## Task A
In the eigenvector thread, condense the paragraph beginning "The method that is to be taken" into one shorter sentence that keeps its main facts.
## Task B
Answer these questions from the eigenvector thread, one line each, marked to match:
(i) What fact does the opening paragraph say k_1 and k_2 reflect?
(ii) How does octavianarsene describe k?
(iii) Which formula could shubhamkr11 not understand?
## Task C
Reproduce the eigenvector thread word for word from "The method that" to "FATAL mistake. (Sorry).".

## Page text
The k_1 and k_2 (or both k_1's as they wrote it) are simply the fact that a multiple of an eigenvector is also an eigenvector.

bookidodo + 0 comments There is a mistake in the data. k1 =\= "the other" k1

Someone please change this to k1 and k2 as suggested above.

The method that is to be taken if k1 and the other "k1" were equal is going to find the eigenspace of this k1. But, alas, when these are not the same one: that's a FATAL mistake. (Sorry).

merajmasuk + 1 comment What is actually k1 here?

octavianarsene + 0 comments k is the positive integer variable (consider it as a multiple)

Check this: https://www.safaribooksonline.com/library/view/linear-algebra-concepts/9781107484535/16_chapter-title-8.html

shubhamkr11 + 0 comments I could not understand the formula provided - v1 = k1 [+1 A ]T

kiner_shah + 1 comment Ans is -2 -1 right? I am getting WA!

## Data block
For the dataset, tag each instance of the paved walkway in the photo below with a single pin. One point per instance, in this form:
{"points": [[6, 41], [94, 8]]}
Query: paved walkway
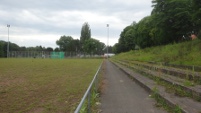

## Exercise response A
If k1 and the other "k1" were equal, the method would find that k1's eigenspace, but since they are not the same, that is a fatal mistake.

## Exercise response B
(i) A multiple of an eigenvector is also an eigenvector.
(ii) As the positive integer variable, to be considered as a multiple.
(iii) v1 = k1 [+1 A ]T

## Exercise response C
The method that is to be taken if k1 and the other "k1" were equal is going to find the eigenspace of this k1. But, alas, when these are not the same one: that's a FATAL mistake. (Sorry).